About this task – Every line from the opening of the records to the line with "Would it be possible for you to pinpoint the flower" should be restated exactly, with both ends included and the pictures left out.

#### Extracted entries ####

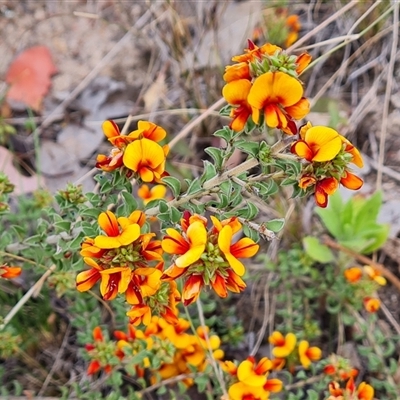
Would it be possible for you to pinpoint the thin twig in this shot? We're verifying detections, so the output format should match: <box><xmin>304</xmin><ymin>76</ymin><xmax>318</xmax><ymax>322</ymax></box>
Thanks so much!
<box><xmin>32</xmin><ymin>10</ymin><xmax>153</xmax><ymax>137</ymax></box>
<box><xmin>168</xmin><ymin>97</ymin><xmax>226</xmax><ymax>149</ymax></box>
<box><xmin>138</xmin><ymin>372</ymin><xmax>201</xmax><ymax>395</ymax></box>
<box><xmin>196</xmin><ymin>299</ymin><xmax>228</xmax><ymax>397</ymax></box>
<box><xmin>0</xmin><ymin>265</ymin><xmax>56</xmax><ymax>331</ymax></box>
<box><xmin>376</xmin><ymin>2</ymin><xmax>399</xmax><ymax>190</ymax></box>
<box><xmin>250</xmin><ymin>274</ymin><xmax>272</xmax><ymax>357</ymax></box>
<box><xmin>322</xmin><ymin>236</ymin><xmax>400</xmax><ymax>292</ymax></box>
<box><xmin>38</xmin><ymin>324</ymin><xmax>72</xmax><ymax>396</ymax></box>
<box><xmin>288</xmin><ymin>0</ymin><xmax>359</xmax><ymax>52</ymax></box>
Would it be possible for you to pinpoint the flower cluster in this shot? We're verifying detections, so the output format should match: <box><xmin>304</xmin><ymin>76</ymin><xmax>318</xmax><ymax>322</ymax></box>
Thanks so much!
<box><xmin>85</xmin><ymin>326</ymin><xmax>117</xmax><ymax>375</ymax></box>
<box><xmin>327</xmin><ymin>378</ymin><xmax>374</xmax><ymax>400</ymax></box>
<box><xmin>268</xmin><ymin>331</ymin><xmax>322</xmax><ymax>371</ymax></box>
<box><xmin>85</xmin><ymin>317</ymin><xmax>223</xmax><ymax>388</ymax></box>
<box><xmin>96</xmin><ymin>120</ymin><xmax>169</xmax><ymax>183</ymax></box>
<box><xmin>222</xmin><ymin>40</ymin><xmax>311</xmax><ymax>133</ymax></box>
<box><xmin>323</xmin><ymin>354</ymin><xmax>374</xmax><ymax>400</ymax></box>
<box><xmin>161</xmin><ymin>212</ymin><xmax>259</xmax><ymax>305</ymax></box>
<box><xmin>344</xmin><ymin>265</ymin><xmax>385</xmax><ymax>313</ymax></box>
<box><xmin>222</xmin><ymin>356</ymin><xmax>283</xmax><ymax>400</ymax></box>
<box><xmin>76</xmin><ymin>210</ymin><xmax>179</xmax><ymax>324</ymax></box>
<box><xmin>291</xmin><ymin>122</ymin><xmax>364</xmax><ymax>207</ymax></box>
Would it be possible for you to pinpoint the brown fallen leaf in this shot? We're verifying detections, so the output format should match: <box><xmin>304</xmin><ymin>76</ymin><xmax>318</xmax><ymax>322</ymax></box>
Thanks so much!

####

Solution –
Would it be possible for you to pinpoint the thin twig in this shot? We're verifying detections, so the output format should match: <box><xmin>304</xmin><ymin>76</ymin><xmax>318</xmax><ymax>322</ymax></box>
Thanks so much!
<box><xmin>32</xmin><ymin>10</ymin><xmax>153</xmax><ymax>137</ymax></box>
<box><xmin>168</xmin><ymin>97</ymin><xmax>226</xmax><ymax>149</ymax></box>
<box><xmin>138</xmin><ymin>372</ymin><xmax>201</xmax><ymax>395</ymax></box>
<box><xmin>196</xmin><ymin>299</ymin><xmax>228</xmax><ymax>397</ymax></box>
<box><xmin>0</xmin><ymin>265</ymin><xmax>56</xmax><ymax>331</ymax></box>
<box><xmin>376</xmin><ymin>2</ymin><xmax>399</xmax><ymax>190</ymax></box>
<box><xmin>250</xmin><ymin>274</ymin><xmax>272</xmax><ymax>357</ymax></box>
<box><xmin>322</xmin><ymin>236</ymin><xmax>400</xmax><ymax>292</ymax></box>
<box><xmin>38</xmin><ymin>324</ymin><xmax>72</xmax><ymax>396</ymax></box>
<box><xmin>288</xmin><ymin>0</ymin><xmax>359</xmax><ymax>52</ymax></box>
Would it be possible for you to pinpoint the flower cluster in this shot? We're verifying detections, so the output format should match: <box><xmin>304</xmin><ymin>76</ymin><xmax>318</xmax><ymax>322</ymax></box>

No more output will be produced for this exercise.